Written tasks
• A. From the Potoprens essay, quote word for word the part that opens with the words containing "Global capitalism’s endless" and closes with "rolling toward you.".
• B. In the Potoprens essay, which group do many vodouists credit as the source of certain ceremonial rhythms and practices?

BEGIN Extract

In general, the assemblages in Potoprens seem to have a consumptive power, an ability to feed on the material remains of everything. Vodou, as with many spiritual beliefs emerging from coloniality, is often described as a “syncretic” practice, one that is continuously merging with the practices immediately surrounding it. Most vodou gods, for instance, are syncretized with Catholic Saints, and often Catholic shrines are sites of vodou practice (and vice versa). Rara, a musical form emerging from vodou, synthesizes the sound of traditional African hand drums along with raspier snare drums appropriated from European colonists.

A similar process of re-inscription might be at play in these sculptures, with icons of mass consumerism substituted for the “elements of imperial culture,” and the implication that Haiti’s dependency on foreign markets operates as a form of neocolonialism. Guyodo’s untitled sculpture draws our attention to the inadequacy of global consumerism to improve the living conditions of everyday Haitians, while also testifying to the resilience and inventiveness required of them to survive.

Likewise, vodou practices are not exclusionary. It is exceedingly common in Haiti for Catholics to practice vodou and vice versa. And many vodouists argue that certain ceremonial rhythms and practices descend from the Taino, the island’s pre-colonial indigenous population. Again, vodou is not a uniform religion: it is an expansive array of heterogeneous spiritual practices with certain shared valences, origins, and orientations. Guyodo’s assemblages point us toward vodou-as-assemblage: an always-incomplete arrangement of moving parts, an ever-growing and ever-changing spiritual combine.

Global capitalism’s endless material production is met with Guyodo’s capacity to incorporate more and more and more material. Like the ancestors who demand weekly offerings of sugarcane, roasted goat, rum, plantains, gourds, and all the other staples of daily consumption in Port-Au-Prince, these assemblages desire an unachievable satiation, which is to say they emerge out of the anticipatory present of life in the lakou: always-falling-apart, always-under-construction, always-looking-for-food, always-in-relation-to.

⁜ ⁜ ⁜

Gathered together in the gallery space, the sculptures assemble into a cadre of spirits, misfits, comedians, skeletons, snakes, and disembodied heads. They are on the move— marching, flying, slithering, lurching, rolling toward you.

Nussbaum 4

Potoprens gallery view

“History is how the secular world deals with the dead” (Ulysse, 2018). History is how the secular world deals with the dead. Anthropologist Gina Ulysse repeated the phrase several times throughout her performance-lecture in the gallery, projecting it up toward the ceiling and echoing it around the room. History is how the secular world deals with the dead. Ulysse’s utterance rallied the objects around her into formation, animating them into active states of readiness and motion. She seemed to suggest that the sculptures around her were indeed the dead, or, at least, a way to deal with them: the bodies and spirits of ancestors lost to what the secular world terms “history”— the processes of slavery, colonization, revolution, independence, neocolonial intervention, dictatorship, corruption, ecological disaster, and economic enslavement that constitute the broad strokes of Haiti’s past.

END Extract
BEGIN Records provided

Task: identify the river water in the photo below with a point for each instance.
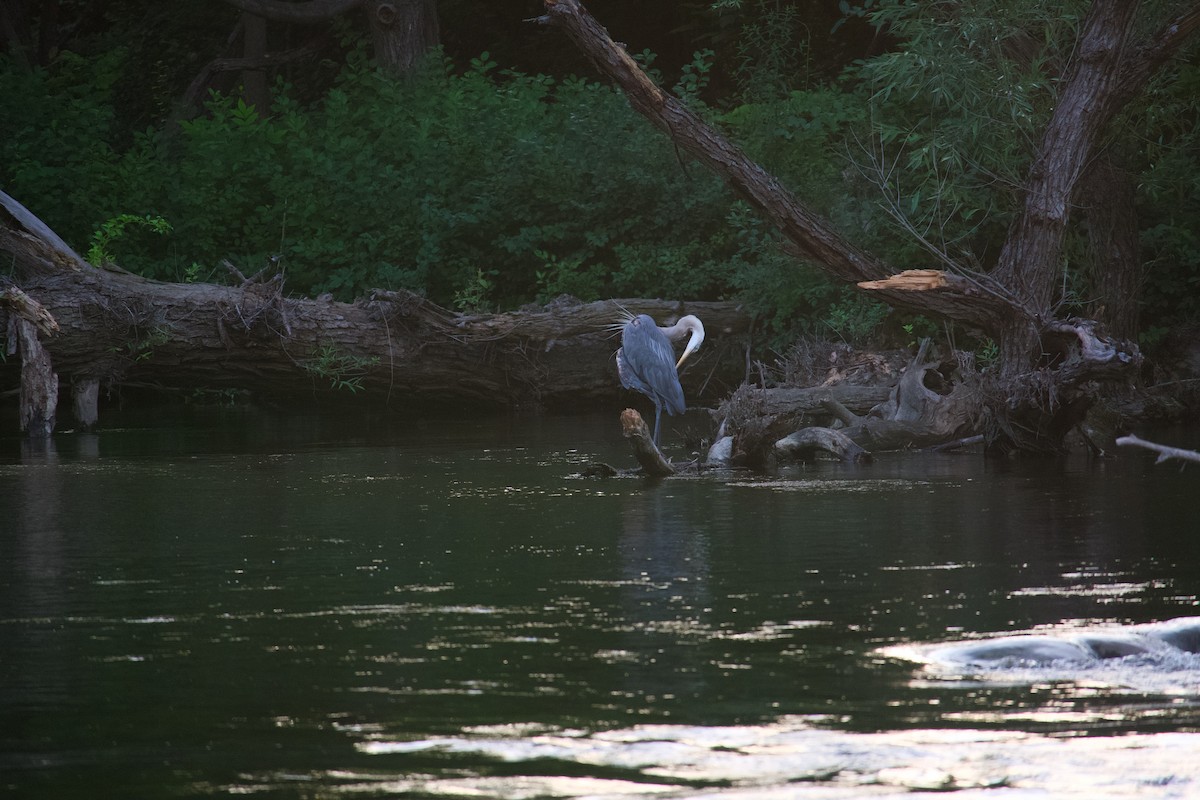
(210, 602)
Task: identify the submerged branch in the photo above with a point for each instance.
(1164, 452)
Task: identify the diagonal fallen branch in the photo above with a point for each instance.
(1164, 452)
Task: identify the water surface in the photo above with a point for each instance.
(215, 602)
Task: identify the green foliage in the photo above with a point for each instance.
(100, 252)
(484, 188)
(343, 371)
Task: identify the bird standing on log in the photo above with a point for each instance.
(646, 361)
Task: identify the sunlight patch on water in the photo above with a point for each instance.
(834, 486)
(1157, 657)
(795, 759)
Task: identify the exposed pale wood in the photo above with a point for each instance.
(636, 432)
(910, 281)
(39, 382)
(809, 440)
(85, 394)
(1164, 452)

END Records provided

Response list
• A.
Global capitalism’s endless material production is met with Guyodo’s capacity to incorporate more and more and more material. Like the ancestors who demand weekly offerings of sugarcane, roasted goat, rum, plantains, gourds, and all the other staples of daily consumption in Port-Au-Prince, these assemblages desire an unachievable satiation, which is to say they emerge out of the anticipatory present of life in the lakou: always-falling-apart, always-under-construction, always-looking-for-food, always-in-relation-to.

⁜ ⁜ ⁜

Gathered together in the gallery space, the sculptures assemble into a cadre of spirits, misfits, comedians, skeletons, snakes, and disembodied heads. They are on the move— marching, flying, slithering, lurching, rolling toward you.

• B. The Taino, the island's pre-colonial indigenous population.